WHAT THIS TASK INVOLVES
Rewrite every one of the rows below with "set a dot" switched to "place a marker", leaving everything else unchanged. Omit the pictures from your answer.

EXCERPTED DATA
○ ○ ○ ○ ○ ○ ○

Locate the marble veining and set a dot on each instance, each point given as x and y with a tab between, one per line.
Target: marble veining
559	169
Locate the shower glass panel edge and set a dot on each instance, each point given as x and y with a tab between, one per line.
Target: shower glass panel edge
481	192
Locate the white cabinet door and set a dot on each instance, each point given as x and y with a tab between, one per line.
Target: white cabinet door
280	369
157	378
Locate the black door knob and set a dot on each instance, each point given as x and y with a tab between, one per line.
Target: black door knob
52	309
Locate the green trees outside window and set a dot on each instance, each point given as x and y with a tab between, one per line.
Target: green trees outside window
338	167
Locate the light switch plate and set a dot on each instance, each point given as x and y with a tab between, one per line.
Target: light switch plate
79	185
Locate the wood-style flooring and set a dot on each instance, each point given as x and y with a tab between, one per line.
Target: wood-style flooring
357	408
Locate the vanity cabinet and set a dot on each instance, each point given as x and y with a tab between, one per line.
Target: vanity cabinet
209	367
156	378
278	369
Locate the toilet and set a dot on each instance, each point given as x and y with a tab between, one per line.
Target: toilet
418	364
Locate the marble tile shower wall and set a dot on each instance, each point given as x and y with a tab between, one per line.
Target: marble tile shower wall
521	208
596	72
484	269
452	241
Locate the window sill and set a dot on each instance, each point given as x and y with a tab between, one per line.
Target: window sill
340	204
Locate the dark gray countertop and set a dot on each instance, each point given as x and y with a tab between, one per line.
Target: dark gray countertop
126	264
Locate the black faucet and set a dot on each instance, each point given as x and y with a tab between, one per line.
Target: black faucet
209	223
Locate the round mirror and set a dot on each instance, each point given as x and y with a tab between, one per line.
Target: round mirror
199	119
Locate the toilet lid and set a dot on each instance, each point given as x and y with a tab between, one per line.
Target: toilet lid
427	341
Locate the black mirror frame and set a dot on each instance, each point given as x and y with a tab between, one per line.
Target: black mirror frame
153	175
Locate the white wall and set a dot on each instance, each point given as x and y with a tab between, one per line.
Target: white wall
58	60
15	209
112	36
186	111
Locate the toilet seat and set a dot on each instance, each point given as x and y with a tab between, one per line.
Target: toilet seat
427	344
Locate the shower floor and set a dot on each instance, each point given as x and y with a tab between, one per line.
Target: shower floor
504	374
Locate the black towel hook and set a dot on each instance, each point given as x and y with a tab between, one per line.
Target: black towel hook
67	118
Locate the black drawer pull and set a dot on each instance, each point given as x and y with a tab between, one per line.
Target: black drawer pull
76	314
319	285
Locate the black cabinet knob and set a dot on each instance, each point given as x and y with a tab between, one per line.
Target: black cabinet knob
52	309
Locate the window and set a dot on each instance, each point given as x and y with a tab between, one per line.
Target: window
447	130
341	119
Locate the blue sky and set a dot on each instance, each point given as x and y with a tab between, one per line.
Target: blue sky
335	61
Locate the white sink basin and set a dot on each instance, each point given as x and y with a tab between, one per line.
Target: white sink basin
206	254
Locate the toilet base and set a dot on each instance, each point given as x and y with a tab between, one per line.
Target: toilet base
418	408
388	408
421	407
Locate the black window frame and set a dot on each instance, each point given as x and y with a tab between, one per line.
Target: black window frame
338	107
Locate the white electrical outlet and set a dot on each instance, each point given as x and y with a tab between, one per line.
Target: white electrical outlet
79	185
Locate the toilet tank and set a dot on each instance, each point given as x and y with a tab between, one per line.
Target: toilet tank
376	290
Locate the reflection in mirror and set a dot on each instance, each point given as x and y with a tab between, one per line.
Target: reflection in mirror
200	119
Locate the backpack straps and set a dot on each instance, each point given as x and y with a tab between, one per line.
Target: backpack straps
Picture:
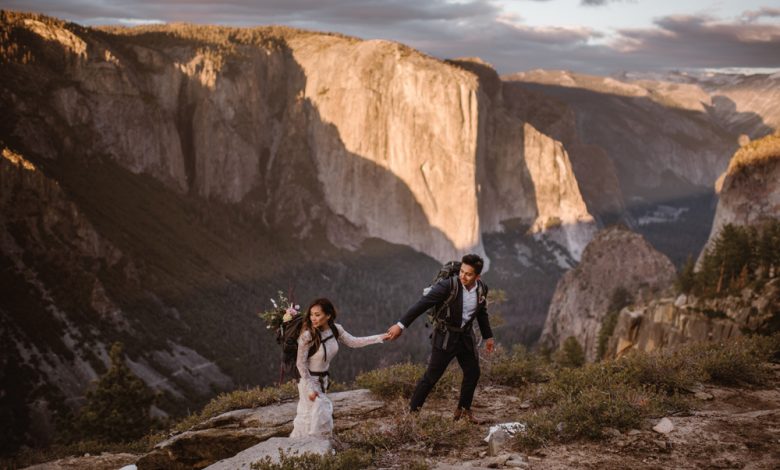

○ ○ ○ ○ ○ ○ ○

CORRECT RESULT
Locate the marble veining and place a marker on each instance, each point given as x and y with a tab between, one per line.
Target: marble veining
559	169
Locate the shower glass panel edge and place a marker on each instance, each point given as x and y with a tab between, one per line.
Target: shower glass panel edge
481	192
Locate the white cabinet door and place a marker on each instance, each point given as x and y with a tab between, one per line.
Target: white cabinet door
280	369
157	378
Locate the black door knob and place a marker on each instance, each point given as x and y with a tab between, one per line.
Target: black door knob
52	309
Locate the green trees outside window and place a marker on each instance, each point given as x and y with a tab between, one per line.
Target: green trees outside window
338	167
Locate the light switch plate and place a marker on each instance, each point given as x and y with a tab between, one per line.
Target: light switch plate
79	185
Locate the wood-style flooring and place a marker on each instance, each point given as x and y with a tab between, one per line.
Target: wood-style flooring
357	408
Locate the vanity cabinet and place a marker on each instance, each point given as x and y with a tab between, one per line.
Target: vanity cabinet
209	367
156	378
278	369
Locate the toilet and place a marker on each instance, each point given as x and y with a tab between, one per line.
Target: toilet
418	364
Locate the marble tile shower wall and place a marker on each instance, each point given as x and y with a tab between, one per line.
Target: marble tile shower wall
521	208
596	72
484	269
452	241
Locate the window sill and place a marker on each instance, each point given as x and y with a tab between, one per line.
Target: window sill
340	204
Locate the dark gray countertop and place a marker on each instance, each point given as x and y with a tab between, one per line.
Target: dark gray countertop
126	264
Locate the black faucet and place a marker on each instance, each point given as x and y with a tab between, one per line.
Target: black faucet
209	223
Locate the round mirror and place a marker on each instance, each point given as x and y with a tab between, one per line.
Target: round mirror
199	119
Locate the toilet lid and place a marker on each instance, each point given as x and y with a tab between, one per line.
Target: toilet lid
427	341
Locate the black mirror frame and place a marker on each instance, each point given as x and y with a tab between, one per line.
Target: black mirror frame
153	175
Locate the white wall and place a marker on each instance, each point given as x and y with a tab between, one per line.
Target: white wall
58	60
15	209
112	36
186	111
Locate the toilet seat and place a marker on each instance, each point given as x and y with a tab between, one per line.
Target: toilet seat
427	344
Locate the shower floor and place a marker on each instance, each point given as x and y with a tab between, one per line.
Target: shower floor
504	374
Locate the black towel hook and place a marker on each instance, each point given as x and y with a tab between, one per line.
Target: black towel hook
67	118
Locate the black drawer pull and place a marker on each instance, each point given as x and y with a tab between, one per line.
Target: black drawer pull
76	314
319	285
Locate the black cabinet knob and place a marker on each instance, each point given as x and y with a tab between, one per line.
Target: black cabinet knob
52	309
Locate the window and place a marker on each instance, each point given as x and y with a tab between, one per line.
Target: window
447	130
341	119
Locate the blue sky and place a marker on each instance, each point given as x and y with a tab between, one per line.
Target: blue sky
335	61
Locate the white sink basin and place a marker on each instance, each point given as x and y with a tab between, one per line.
Target: white sink basin
206	254
Locate the toilet base and place a marker on each instance, each point given as x and y with a tab between, one per line.
Target: toilet base
418	408
388	408
421	407
Locate the black window frame and place a marker on each instance, each point given as x and y with a tab between, one per line.
Target: black window frame
338	107
Locate the white electrical outlet and place a marker on each instance, each point given as x and y with a tab between, one per line.
Target: white electrical outlet
79	185
Locate the toilet tank and place a marker on each instance, each point given as x and y with a tab between, one per line.
Target: toilet tank
376	290
Locate the reflection in mirror and place a marker on each instance, each point given as x and y with a tab between, one per line.
Target: reflection in mirror
200	119
Locate the backpack straps and place a marker on each instance, each point given as x and y with a tab between, one per line.
Target: backpack straps
Picture:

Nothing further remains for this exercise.